**TEXT BLOCK:**

** begin **

I had a strange experience this weekend. I travelled down to Melbourne with my boyfriend to attend the All Tomorrow’s Parties: I’ll Be Your Mirror festival. My previous ATP experience largely involved lounging on a grassy hill, eating cheese and watching Nick Cave perform over and over, so I had high expectations for this festival.
Things began going wrong the night before. HTRK were doing a secret show two doors down from our hotel and we had free tickets. When we got to the venue, the security guards kept going on about ‘no pass-outs’ – once you go in, you can’t come back out. I suddenly felt uncomfortable, like they wanted to trap me. I know that’s not what they meant, but the thought just got under my skin. I remained uncomfortable for the rest of my holiday.

** end **

**DATA LINES:**
** begin **

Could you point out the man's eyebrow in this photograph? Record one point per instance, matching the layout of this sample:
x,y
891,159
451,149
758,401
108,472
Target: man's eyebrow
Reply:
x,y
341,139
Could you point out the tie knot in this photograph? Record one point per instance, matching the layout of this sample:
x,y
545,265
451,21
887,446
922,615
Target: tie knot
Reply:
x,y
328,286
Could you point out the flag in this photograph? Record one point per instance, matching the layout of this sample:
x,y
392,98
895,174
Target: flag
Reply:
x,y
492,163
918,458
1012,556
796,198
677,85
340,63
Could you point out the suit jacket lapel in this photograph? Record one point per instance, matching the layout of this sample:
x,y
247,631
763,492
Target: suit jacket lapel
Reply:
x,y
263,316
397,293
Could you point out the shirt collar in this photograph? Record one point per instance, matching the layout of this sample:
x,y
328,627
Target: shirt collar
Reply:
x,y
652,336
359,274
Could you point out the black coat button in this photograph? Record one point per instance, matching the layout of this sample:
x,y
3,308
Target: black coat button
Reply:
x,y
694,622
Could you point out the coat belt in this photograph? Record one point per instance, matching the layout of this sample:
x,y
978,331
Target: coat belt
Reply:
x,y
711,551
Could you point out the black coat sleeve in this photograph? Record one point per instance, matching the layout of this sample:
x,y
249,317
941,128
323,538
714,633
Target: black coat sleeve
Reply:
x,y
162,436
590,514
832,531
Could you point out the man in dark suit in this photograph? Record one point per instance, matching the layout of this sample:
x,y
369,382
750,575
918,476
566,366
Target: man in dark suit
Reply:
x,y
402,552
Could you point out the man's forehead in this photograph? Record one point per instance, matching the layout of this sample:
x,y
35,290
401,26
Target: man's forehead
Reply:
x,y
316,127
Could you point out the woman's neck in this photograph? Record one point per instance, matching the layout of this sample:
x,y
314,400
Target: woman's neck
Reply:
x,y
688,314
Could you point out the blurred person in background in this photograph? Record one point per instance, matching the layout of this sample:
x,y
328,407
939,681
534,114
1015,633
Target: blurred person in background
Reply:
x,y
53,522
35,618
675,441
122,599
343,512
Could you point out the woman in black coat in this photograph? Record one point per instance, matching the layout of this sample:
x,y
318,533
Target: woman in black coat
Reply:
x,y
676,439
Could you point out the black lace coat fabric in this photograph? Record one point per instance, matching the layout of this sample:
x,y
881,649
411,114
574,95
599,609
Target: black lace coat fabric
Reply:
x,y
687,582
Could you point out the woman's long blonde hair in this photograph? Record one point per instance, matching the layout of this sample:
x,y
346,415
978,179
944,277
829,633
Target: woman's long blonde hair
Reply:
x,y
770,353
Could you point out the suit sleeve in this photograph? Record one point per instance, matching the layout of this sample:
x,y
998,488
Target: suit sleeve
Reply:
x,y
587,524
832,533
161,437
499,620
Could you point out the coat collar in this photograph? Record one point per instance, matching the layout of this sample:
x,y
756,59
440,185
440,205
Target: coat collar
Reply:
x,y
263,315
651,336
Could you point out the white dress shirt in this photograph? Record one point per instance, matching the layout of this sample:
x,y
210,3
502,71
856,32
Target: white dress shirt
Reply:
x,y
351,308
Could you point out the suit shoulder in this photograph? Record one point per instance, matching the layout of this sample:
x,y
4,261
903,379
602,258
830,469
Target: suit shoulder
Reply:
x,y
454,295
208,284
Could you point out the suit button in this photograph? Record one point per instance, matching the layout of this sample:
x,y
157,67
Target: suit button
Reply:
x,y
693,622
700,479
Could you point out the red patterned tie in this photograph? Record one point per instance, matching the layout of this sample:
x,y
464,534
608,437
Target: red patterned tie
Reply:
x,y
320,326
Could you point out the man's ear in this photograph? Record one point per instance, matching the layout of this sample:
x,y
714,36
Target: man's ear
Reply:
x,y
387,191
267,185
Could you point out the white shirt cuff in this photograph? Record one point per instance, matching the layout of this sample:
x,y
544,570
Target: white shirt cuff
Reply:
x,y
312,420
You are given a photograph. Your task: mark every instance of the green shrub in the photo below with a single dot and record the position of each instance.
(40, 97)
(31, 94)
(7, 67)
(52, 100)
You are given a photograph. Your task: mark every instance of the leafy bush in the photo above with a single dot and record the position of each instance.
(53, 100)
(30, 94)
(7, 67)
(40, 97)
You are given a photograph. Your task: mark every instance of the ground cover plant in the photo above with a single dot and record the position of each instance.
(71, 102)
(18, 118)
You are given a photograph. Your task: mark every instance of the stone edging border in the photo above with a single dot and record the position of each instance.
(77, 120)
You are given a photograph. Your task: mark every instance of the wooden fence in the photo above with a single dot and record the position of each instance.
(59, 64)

** end **

**WHAT IS REQUIRED:** Write out the ATP festival account above word for word, from its first sentence to its last.

**WRITTEN SOLUTION:**
I had a strange experience this weekend. I travelled down to Melbourne with my boyfriend to attend the All Tomorrow’s Parties: I’ll Be Your Mirror festival. My previous ATP experience largely involved lounging on a grassy hill, eating cheese and watching Nick Cave perform over and over, so I had high expectations for this festival.
Things began going wrong the night before. HTRK were doing a secret show two doors down from our hotel and we had free tickets. When we got to the venue, the security guards kept going on about ‘no pass-outs’ – once you go in, you can’t come back out. I suddenly felt uncomfortable, like they wanted to trap me. I know that’s not what they meant, but the thought just got under my skin. I remained uncomfortable for the rest of my holiday.